** Work to complete **
Report every line in the records below that contains the string "woman", matching case exactly.

** Provided records **
## start

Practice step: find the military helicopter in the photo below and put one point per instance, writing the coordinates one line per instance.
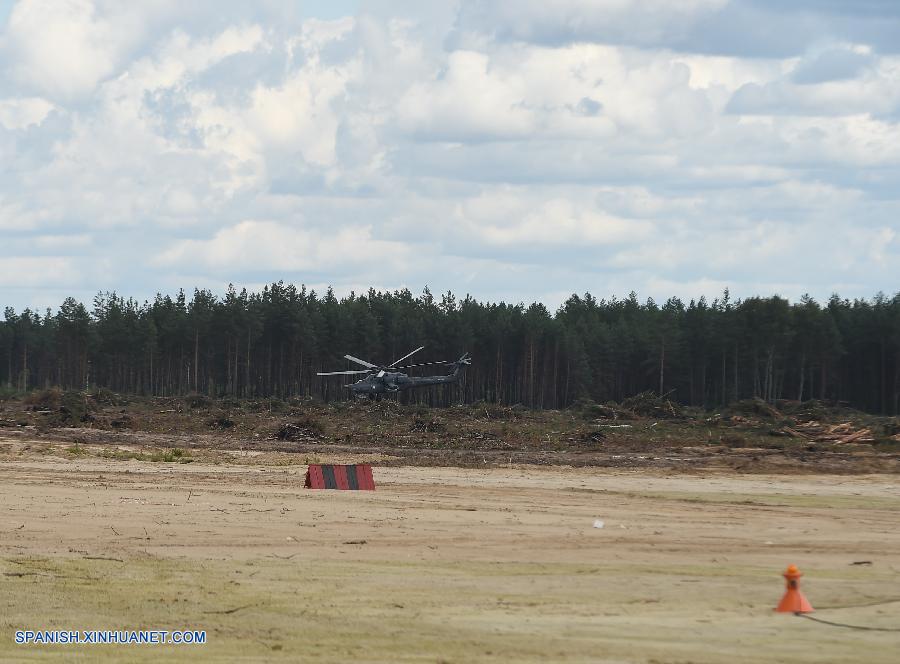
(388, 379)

## end
## start

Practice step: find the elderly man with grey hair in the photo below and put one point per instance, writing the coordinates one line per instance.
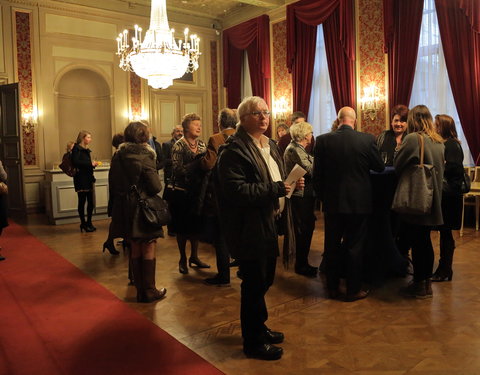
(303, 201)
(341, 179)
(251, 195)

## end
## start

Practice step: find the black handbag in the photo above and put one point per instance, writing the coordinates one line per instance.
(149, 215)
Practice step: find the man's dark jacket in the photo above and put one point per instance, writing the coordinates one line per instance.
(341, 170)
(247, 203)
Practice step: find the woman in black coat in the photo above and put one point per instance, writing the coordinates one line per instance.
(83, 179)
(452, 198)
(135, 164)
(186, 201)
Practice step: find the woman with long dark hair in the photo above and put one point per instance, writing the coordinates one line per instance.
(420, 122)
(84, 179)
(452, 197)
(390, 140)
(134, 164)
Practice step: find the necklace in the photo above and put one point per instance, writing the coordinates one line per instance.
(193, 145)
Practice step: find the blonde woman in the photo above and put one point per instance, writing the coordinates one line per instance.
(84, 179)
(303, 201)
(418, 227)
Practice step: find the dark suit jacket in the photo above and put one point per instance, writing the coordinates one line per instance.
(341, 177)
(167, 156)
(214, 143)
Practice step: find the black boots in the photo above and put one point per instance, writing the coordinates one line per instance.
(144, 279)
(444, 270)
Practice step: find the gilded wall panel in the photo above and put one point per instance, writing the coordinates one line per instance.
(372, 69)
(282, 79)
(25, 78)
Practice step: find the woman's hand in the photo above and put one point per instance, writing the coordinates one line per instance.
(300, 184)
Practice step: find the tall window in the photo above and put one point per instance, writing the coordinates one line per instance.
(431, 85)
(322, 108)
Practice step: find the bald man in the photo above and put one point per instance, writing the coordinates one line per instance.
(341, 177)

## end

** Answer in full **
Practice step: find the woman in black coat in the photo above and put one point per instance, writing the coordinates one line per instance.
Practice step: find the woman with long dark hair in the photo above and put one point per instance, writing the coordinates one line per instance.
Practice step: find the blonde woman in the photo above and put one point per instance, writing the coordinates one line per instance.
Practice step: find the woman's hand in the photo above and put one point per instance, writing the coordinates one line per instance.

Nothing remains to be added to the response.